▸ EXTRAIT CHOISI:
◇ ◇ ◇ ◇ ◇ ◇ ◇
Joceline Sanschagrin, La Fille aux cheveux rouges (Fa)
Joceline Sanschagrin
La Fille aux cheveux rouges
Montréal, La Courte Échelle (Roman Jeunesse, 20), 1989, 91 p.
Ayant franchi le mur géant du roman Atterrissage forcé, la jeune Wondeur (qui a déjà eu des « pouvoirs ») cherche son père dans des souterrains inondés. Le crabe, gardien d’une caverne brumeuse, a appris en rêve l’identité et la quête de Wondeur. La fillette rencontre Moussa, un jeune fugitif ; avec lui, elle s’engage dans le troisième des canaux que garde le crabe. Elle y trouvera la confirmation qu’elle est sur la bonne piste.
Moussa et Wondeur sont arrêtés par des adultes sévères qui les forcent à porter des oeillères. Ils trouvent la lumière du soleil mais dans une ville dépotoir où les gens « se mêlent de leurs affaires. » Une vieille femme, qui soigne les arbres chétifs, les mène à un karatéka vivant retranché dans un phare. Ni lui ni la vieille ne peuvent aider Wondeur à trouver son père. La fillette et Moussa choisiront de consacrer leur énergie à la protection des arbres de la ville.
◇ ◇ ◇ ◇ ◇ ◇ ◇
▸ DONNÉES ENREGISTRÉES:

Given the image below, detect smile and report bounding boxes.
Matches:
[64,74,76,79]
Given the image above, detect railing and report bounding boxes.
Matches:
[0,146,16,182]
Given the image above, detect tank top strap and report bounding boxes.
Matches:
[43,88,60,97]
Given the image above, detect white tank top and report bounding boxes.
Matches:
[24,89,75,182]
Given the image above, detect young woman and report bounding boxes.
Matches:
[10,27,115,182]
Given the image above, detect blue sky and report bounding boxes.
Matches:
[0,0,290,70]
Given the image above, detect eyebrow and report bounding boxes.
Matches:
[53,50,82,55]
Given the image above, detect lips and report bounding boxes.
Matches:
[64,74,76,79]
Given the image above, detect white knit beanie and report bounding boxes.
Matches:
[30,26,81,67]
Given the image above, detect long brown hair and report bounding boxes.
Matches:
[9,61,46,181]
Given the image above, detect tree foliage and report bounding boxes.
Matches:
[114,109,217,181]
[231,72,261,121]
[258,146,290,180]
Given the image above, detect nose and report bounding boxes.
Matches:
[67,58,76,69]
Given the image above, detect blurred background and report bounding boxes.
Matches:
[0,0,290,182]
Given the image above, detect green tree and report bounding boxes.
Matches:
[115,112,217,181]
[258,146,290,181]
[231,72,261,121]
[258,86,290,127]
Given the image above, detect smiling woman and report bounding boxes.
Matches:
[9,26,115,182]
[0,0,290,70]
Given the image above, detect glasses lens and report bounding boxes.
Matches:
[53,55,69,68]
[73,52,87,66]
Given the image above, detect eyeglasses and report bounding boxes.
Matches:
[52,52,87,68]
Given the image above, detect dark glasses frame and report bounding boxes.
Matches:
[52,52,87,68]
◇ ◇ ◇ ◇ ◇ ◇ ◇
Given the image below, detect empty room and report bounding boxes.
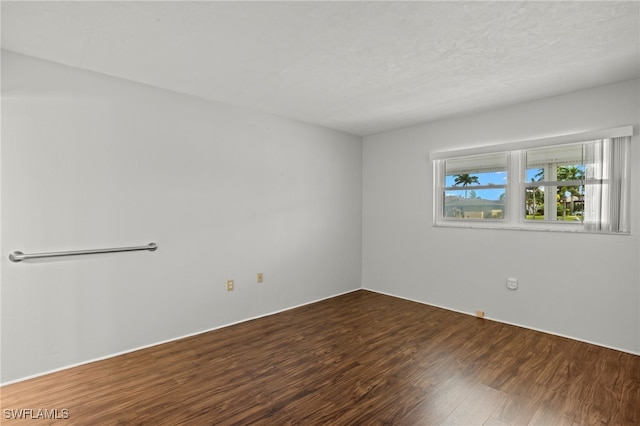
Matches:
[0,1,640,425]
◇ ◇ ◇ ◇ ◇ ◇ ◇
▸ LISTE DES ACTIVITÉS:
(1) D'après le résumé de La Fille aux cheveux rouges, où vit le karatéka ?
(2) Reproduisez à l'identique tout le passage du résumé de La Fille aux cheveux rouges, de « Ayant franchi le » jusqu'à « la bonne piste. ».
(3) Donnez la suite du résumé de La Fille aux cheveux rouges, à partir de sa dernière phrase.

▸ RÉPONSES PAR ACTIVITÉ:
(1) Il vit retranché dans un phare.

(2)
Ayant franchi le mur géant du roman Atterrissage forcé, la jeune Wondeur (qui a déjà eu des « pouvoirs ») cherche son père dans des souterrains inondés. Le crabe, gardien d’une caverne brumeuse, a appris en rêve l’identité et la quête de Wondeur. La fillette rencontre Moussa, un jeune fugitif ; avec lui, elle s’engage dans le troisième des canaux que garde le crabe. Elle y trouvera la confirmation qu’elle est sur la bonne piste.

(3)
Le premier roman de la série évoquait la quête d’une enfant adoptée pour trouver ses parents biologiques. Dans le second, on rencontre un garçon qui a transité de famille d’accueil en famille d’accueil. Antimilitarisme, anticonformisme, écologisme, recyclage, allusions à l’alcoolisme, il y a quelquefois de la subtilité et parfois non, dans le symbolisme de Joceline Sanschagrin. Le courant de réalisme social qui domine le livre québécois pour la jeunesse est ici bien sensible derrière la mince cloison de l’imaginaire.
Cet imaginaire, je suis tenté de le rapprocher plus du réalisme magique que de la SF ; La Fille aux cheveux rouges est moins proche de la SF que l’était Atterrissage forcé. Il n’y a en somme que le crabe qui parle, et la dystopie urbaine, pour distinguer La Fille aux cheveux rouges d’un roman de littérature générale – un bon roman pour jeunes, par ailleurs.
Déplorons toutefois la curieuse pratique de présenter les pensées de Wondeur comme des répliques de dialogues, avec un tiret ; cela porte à confusion. Quant au style de Pierre Pratt, qui a signé les illustrations, il évolue vers quelque chose d’agréable à voir.